----- Quoted text -----

Thursday, December 22, 2011

This is why I don't write poetry any more.

Wikipedia defines love as "an emotion of strong affection and personal attachment." I recently re-discovered my 1999 diary and apparently this is what 9 year old me felt for 'Dawson's Creek'. In amongst the vaguely threatening privacy message at the beginning, a self-made address book which only goes up to 'T', specific information about what I did on "13 Janurary 1999" (9:30 wake up, 6:50 P.M. See Babe Pig in the city.) and strict homework/tv watching timetable, opposite a page of "Self Trivia" I found this:




Reading that made me feel a bit like this:  http://www.youtube.com/watch?v=RLgI-qbrWVo

Monday, December 19, 2011

Norman will never abate

In year 10 I decided to study drama. The scenario in my mind involved being given opportunities to write, direct and potentially demonstrate my one redeeming acting talent of doing a mean bloodcurdling scream. Instead, reality had me watching Hitchcock movies, making posters about the Stanislavsky method of acting, and playing a fairy called “Tizz” in the worst play ever to be inflicted upon supportive parents.

From this experience I gained self awareness (about being extraordinarily shit at making posters), widened literary exposure (having for some reason the ‘Tomorrow and tomorrow and tomorrow’ speech from Macbeth being part of my lines in the fairy play), interpersonal insight (about what a loon Hitchcock was*) and, most significantly, an apparently lifelong paranoia about showers (thank you 'Psycho').

I have mentioned this fear on more than one occasion. Looking back at the film itself, I don’t really understand where the horror comes from. It’s all a bit lame, the blood looks too thick, and all you actually see is a knife stabbing at an improbable speed and angle whilst a woman screams and is touched inappropriately by shower curtains. I also vaguely remember close ups of the killer’s crazed, wide eyes, but I’m not sure if this is just something my imagination has added over the years, and I’m not going to check. Whilst accuracy is ace, despite my rambling rationalisations, I cannot bring myself to look it up and re-watch on YouTube.

My germaphobia induced suspicion of both shower curtains and shared bathroom floors is not sufficient to explain my undiminished psychological response to this film. I guess something could be said about the almost unique vulnerability we have in the shower. If you couple being clothes-less and phone-less with years of Marple-induced conditioning that everyone everywhere is waiting to murder you all the time, you end up with one eye constantly on the door, and palpitations for the twenty seconds that all you can see is your hair as you hurriedly rinse conditioner.

-----

### Exercise task
In the blog posts, what was the name of the fairy the writer played in the year 10 drama play?

----- Extracted material -----

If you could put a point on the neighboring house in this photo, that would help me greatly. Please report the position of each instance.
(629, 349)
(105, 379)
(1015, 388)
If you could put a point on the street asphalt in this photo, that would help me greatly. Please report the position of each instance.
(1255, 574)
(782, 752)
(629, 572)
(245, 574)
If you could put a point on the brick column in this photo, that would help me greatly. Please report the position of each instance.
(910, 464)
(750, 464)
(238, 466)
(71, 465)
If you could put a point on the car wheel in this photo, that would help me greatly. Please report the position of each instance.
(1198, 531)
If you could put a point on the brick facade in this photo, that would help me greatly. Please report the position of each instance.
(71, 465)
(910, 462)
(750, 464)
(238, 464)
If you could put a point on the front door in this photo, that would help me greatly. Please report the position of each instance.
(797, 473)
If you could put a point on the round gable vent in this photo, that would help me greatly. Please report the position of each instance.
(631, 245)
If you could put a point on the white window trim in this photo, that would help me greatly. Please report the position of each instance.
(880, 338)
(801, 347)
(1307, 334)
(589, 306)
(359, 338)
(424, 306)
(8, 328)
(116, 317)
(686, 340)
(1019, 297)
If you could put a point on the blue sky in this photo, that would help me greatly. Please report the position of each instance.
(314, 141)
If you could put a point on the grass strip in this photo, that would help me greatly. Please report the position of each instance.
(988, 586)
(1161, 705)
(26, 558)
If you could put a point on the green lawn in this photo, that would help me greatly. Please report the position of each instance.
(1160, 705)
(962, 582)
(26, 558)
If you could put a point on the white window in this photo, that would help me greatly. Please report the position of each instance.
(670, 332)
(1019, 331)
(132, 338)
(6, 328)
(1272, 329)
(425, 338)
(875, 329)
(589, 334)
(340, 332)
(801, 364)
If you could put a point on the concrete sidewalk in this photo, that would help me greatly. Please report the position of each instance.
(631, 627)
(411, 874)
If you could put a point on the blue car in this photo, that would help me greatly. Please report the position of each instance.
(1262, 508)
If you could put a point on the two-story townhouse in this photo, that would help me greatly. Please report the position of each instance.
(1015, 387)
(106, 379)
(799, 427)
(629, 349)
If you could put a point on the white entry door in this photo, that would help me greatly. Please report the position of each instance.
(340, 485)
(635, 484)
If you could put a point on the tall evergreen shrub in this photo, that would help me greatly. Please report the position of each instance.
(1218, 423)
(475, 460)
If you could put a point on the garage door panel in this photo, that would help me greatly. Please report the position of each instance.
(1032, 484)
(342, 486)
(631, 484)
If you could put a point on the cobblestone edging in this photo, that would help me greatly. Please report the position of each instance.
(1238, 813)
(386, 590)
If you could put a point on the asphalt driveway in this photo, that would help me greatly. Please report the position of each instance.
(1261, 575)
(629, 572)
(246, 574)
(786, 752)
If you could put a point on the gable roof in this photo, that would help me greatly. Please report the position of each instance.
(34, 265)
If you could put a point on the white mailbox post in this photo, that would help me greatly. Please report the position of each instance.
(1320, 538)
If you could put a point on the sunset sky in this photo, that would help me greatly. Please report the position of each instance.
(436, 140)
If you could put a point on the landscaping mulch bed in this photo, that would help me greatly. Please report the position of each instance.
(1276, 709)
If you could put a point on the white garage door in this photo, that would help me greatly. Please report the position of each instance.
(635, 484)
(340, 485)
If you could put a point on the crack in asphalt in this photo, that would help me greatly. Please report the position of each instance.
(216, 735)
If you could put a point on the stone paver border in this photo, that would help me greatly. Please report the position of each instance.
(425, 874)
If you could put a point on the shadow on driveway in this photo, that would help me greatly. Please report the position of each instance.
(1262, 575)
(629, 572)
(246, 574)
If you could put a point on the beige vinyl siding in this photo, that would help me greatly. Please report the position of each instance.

-----

### Output below
Tizz